====== Trecho fornecido ======
A educadora conta que sempre gostou de desafios e foi isso que a motivou a continuar. No segundo semestre do ano letivo, porém, os alunos ainda não mantinham um vínculo de confiança com ela e ninguém tinha sido alfabetizado. Frustrada pela falta de resultados, ela pensou novamente em abandonar o desafio.
No fim do dia, sem ter ninguém para conversar, ela começou a cantar a música “A canoa virou” para o único ser que mostrava interesse em receber a atenção dela: um cachorro. Esse ato foi o suficiente para despertar a curiosidade das crianças. “Alguns disseram que eu estava louca, cantando para o cachorro, mas outros depois queriam saber que música era aquela e pediram para aprender”.
Isso motivou a professora a não dormir à noite e reformular todo o plano de ensino, utilizando itens que fossem ao encontro das necessidades e particularidades desses alunos. O resultado veio ao final do ano, quando todos estavam alfabetizados.
Segundo a educadora, viver na Ilha de Búzios é uma questão de hábito. “Aqui eu não posso ter vontade de comer algo diferente, por exemplo, porque não vou ter como ir e comprar. Então é um novo modo de vida, mas depois que você acostuma, não quer mais sair”.
Esse é o exemplo de Neide, pois mesmo já tendo se aposentado, preferiu ficar na ilha e continuar trabalhando. Atualmente ela tem uma turma multi-seriada, de 9 alunos. “Me sinto abençoada por estar aqui. Enquanto eu me sentir útil, tiver saúde e disposição, eu estarei na sala de aula”, finalizou.
Um olhar positivo sobre a profissão
Jefferson Magno Costa está no último semestre do curso de pedagogia. Aos 42 anos, ele resolveu migrar da área de hotelaria e turismo, na qual sempre atuou, para a educação. Bastante otimista e com uma visão positiva sobre os rumos da educação, assim como seus projetos pessoais, ele acredita que o grande diferencial para a otimização da área também dependa do comportamento do profissional de educação.
Nascido em Sorocaba, Costa se mudou há alguns anos para Caraguatatuba para auxiliar os pais, que são idosos e requeriam mais atenção nesta fase. Ele já havia cursado três anos de psicologia e, ao analisar o mercado profissional no litoral, considerou que a pedagogia seria uma área em que teria boas condições de atuar, não apenas por gostar da área e estar mais próxima da anterior, mas também pelas possibilidades de atuação.
======
§ **Tarefa proposta 1**:
Resuma em duas frases o texto sobre os profissionais da educação.
§ **Tarefa proposta 2**:
Prossiga com o texto sobre os profissionais da educação a partir do ponto em que ele termina.
====== Dados do exercício ======
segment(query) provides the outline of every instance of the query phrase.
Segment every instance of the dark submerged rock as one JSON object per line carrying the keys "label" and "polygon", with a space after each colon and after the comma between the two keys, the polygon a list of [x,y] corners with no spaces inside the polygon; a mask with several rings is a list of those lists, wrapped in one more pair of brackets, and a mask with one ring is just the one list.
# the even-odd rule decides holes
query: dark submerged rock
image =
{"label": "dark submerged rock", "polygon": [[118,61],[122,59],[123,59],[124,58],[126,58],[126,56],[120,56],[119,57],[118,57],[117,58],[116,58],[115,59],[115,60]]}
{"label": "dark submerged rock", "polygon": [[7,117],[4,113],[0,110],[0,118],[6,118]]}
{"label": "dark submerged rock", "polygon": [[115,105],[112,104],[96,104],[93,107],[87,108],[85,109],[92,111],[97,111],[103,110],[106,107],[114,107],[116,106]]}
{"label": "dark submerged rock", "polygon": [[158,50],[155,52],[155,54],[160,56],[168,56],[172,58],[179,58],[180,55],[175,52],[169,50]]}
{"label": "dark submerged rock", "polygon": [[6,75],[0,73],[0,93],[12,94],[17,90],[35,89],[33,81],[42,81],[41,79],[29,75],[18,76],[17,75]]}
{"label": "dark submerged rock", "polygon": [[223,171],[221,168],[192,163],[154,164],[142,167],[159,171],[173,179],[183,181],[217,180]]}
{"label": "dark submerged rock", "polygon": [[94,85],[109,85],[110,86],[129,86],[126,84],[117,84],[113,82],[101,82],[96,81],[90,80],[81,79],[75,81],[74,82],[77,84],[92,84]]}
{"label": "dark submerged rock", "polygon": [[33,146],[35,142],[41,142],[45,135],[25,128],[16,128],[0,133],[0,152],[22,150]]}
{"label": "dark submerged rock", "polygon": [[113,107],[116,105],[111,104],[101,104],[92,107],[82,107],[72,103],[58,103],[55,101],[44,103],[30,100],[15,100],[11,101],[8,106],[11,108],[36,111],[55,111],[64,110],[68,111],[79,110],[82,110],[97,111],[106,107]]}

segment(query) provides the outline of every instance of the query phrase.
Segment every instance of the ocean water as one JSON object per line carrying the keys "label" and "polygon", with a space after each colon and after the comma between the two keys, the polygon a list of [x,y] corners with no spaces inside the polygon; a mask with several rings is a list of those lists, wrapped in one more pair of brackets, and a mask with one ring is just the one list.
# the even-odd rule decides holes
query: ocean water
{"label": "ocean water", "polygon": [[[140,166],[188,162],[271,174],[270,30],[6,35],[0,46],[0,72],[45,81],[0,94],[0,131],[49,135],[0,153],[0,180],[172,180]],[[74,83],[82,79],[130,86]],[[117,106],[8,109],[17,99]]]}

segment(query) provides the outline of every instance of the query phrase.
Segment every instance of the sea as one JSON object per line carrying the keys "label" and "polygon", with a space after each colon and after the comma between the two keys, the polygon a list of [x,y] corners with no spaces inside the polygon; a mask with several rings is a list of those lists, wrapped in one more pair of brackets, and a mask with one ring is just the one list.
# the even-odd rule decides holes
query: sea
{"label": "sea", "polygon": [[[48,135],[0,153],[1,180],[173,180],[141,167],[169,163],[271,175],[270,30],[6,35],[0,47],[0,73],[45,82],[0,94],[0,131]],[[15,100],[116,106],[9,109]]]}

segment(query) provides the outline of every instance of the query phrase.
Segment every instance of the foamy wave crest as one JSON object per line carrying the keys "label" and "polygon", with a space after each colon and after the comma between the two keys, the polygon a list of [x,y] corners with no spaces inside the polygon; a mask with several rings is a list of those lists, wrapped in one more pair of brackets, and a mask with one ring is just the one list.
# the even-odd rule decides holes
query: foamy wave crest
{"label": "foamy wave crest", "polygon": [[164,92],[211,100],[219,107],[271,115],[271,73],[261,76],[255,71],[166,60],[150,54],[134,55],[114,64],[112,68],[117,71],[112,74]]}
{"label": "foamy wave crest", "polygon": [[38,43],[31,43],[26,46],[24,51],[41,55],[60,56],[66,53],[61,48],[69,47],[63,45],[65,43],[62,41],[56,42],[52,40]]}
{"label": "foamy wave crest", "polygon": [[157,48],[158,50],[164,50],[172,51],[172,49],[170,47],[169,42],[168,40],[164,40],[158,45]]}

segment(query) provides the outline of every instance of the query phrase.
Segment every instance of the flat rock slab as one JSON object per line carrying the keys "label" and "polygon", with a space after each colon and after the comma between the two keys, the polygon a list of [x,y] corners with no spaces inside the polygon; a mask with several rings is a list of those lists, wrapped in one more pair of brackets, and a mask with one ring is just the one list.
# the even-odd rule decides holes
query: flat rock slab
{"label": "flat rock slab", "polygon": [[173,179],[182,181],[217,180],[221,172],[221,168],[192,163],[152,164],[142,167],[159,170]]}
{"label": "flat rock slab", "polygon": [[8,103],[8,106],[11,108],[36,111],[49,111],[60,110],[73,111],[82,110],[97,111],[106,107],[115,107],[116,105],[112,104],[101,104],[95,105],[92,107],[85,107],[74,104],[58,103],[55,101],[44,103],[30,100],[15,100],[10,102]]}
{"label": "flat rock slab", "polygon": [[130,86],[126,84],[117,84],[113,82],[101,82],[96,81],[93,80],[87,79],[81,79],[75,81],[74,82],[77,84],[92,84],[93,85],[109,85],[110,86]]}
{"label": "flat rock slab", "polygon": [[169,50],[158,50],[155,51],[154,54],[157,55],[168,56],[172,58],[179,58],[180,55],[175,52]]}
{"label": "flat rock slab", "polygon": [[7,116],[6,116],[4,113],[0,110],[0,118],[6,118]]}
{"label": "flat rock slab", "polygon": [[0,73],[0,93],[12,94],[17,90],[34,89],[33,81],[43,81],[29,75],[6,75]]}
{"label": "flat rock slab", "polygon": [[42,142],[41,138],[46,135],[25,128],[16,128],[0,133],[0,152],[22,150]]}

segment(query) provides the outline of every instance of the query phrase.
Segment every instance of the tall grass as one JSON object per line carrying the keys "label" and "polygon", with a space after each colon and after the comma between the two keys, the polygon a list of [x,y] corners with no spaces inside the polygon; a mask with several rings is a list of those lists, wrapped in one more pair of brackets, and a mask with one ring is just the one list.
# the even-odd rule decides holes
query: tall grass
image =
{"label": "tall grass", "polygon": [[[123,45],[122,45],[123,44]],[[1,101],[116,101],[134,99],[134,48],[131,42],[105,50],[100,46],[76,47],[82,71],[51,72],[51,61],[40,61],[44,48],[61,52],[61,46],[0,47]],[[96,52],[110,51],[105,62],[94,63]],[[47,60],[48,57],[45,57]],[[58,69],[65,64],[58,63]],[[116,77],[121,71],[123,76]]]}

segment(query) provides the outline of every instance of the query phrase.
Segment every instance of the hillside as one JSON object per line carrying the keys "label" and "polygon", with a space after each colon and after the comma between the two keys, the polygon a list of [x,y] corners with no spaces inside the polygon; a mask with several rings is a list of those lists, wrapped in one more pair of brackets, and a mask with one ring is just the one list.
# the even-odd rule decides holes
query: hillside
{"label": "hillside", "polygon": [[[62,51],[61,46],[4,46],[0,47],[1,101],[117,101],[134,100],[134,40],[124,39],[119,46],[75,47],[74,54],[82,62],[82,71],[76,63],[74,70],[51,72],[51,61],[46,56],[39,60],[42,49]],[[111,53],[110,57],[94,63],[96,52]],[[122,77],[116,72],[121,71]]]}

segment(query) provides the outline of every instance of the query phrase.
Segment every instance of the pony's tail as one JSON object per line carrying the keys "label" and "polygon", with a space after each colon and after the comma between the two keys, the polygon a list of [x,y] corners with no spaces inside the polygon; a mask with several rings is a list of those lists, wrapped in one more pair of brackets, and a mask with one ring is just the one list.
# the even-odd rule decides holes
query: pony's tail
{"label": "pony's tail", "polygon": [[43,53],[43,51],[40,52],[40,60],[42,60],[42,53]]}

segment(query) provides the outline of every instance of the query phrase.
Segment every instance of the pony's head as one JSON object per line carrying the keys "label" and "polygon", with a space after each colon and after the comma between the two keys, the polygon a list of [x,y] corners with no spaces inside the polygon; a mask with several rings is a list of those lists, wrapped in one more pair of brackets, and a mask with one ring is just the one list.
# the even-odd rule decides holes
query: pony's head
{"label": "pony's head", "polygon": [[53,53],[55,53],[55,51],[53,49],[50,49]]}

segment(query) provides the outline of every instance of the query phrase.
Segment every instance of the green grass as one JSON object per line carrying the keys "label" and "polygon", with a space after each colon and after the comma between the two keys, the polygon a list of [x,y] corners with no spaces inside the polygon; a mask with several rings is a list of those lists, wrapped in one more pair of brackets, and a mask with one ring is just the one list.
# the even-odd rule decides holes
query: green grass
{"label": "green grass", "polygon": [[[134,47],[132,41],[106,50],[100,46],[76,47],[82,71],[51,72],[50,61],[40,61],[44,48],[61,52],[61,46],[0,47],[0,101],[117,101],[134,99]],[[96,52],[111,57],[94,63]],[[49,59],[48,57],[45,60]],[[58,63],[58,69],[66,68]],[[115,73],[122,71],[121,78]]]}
======
§ **Resposta escrita 1**:
Frustrada pela falta de resultados, a educadora Neide pensou em abandonar o desafio, mas reformulou o plano de ensino depois que as crianças se interessaram pela música que ela cantava para um cachorro, e ao final do ano todos os alunos estavam alfabetizados; mesmo aposentada, ela preferiu ficar na Ilha de Búzios e continuar trabalhando. Jefferson Magno Costa, de 42 anos, deixou a área de hotelaria e turismo e está no último semestre de pedagogia, área que escolheu depois de se mudar para Caraguatatuba para auxiliar os pais idosos.

§ **Resposta escrita 2**:
“As pessoas nem sempre dão o devido valor à área da educação, mas ela é tão complexa quanto outras, até mesmo como a medicina. Quando atuamos na educação infantil, a criança está em fase de desenvolvimento e é preciso dominar muitas técnicas, na teoria e prática, para contribuir corretamente com esse desenvolvimento, que terá reflexos pela vida”, completou.
Segundo o estudante, muito do que ocorre com a área está ligada à imagem que as pessoas criaram, de forma pejorativa, da educação como um todo. “Quando estamos num grupo e as pessoas perguntam para todos quais os cursos estão fazendo, se falar que faz engenharia, medicina, direito, todo mundo aprova. Mas quando fala que faz pedagogia, as pessoas torcem o nariz”, disse.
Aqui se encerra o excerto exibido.